▸ Requirements:
Write out again only the rows from the line containing "target: door latch" through the end of the rows, both ends included, with the requests left unchanged. Scale every coordinate in the answers by 1.65, rounding each result to a whole number with halves rounded up.

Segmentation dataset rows
## begin

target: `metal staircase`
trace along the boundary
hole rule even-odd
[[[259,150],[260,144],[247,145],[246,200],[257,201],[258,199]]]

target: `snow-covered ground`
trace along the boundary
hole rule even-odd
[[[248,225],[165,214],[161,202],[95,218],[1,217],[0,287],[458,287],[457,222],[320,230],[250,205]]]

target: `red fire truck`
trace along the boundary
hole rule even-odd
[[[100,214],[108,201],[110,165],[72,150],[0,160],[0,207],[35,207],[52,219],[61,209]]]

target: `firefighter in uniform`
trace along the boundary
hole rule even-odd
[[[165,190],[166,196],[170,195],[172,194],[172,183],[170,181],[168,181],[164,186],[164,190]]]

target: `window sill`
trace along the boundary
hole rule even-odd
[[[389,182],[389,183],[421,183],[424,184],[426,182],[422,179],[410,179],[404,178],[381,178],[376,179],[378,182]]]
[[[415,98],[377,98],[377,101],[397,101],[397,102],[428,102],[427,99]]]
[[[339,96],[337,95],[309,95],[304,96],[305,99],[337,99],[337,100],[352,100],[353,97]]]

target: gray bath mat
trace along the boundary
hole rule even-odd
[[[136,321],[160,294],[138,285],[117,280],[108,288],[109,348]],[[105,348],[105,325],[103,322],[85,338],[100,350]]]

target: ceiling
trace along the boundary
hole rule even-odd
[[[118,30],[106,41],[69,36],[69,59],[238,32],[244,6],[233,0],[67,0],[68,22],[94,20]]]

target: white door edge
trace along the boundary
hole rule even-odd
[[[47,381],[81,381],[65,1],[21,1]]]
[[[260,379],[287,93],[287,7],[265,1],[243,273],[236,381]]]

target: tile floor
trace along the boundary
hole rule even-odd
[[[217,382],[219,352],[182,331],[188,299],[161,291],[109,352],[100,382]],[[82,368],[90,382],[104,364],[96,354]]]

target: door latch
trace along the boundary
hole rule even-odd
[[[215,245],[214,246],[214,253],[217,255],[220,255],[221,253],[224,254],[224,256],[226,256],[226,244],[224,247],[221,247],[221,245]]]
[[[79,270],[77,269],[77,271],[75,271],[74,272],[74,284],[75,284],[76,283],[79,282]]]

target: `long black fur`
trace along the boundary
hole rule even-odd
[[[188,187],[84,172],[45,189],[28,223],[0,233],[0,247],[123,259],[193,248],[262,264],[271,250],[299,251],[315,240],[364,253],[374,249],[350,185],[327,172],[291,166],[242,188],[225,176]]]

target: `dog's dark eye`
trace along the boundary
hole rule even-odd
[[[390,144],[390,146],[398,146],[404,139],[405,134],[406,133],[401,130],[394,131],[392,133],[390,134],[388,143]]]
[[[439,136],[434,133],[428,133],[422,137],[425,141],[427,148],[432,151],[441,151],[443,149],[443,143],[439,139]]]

## end

▸ Result of the task:
target: door latch
trace along the boundary
hole rule even-odd
[[[355,404],[353,406],[353,417],[358,421],[363,421],[365,417],[370,419],[370,422],[373,422],[373,403],[370,408],[365,408],[365,404]]]
[[[130,446],[127,444],[127,447],[124,447],[122,449],[122,469],[124,469],[125,467],[130,465]]]

target: `long black fur`
trace along the boundary
hole rule even-odd
[[[310,309],[139,284],[74,312],[46,368],[0,384],[0,408],[203,427],[318,409],[432,436],[447,413],[493,414],[520,396],[601,417],[617,411],[578,305],[540,284],[480,274],[399,310],[371,290]]]

target: `dog's dark eye`
trace along the boundary
hole rule even-odd
[[[644,238],[644,241],[657,241],[667,229],[668,221],[670,219],[662,215],[650,216],[647,219],[644,221],[640,236]]]
[[[724,224],[716,219],[706,219],[696,226],[701,233],[705,244],[713,249],[728,249],[731,246],[731,236],[724,229]]]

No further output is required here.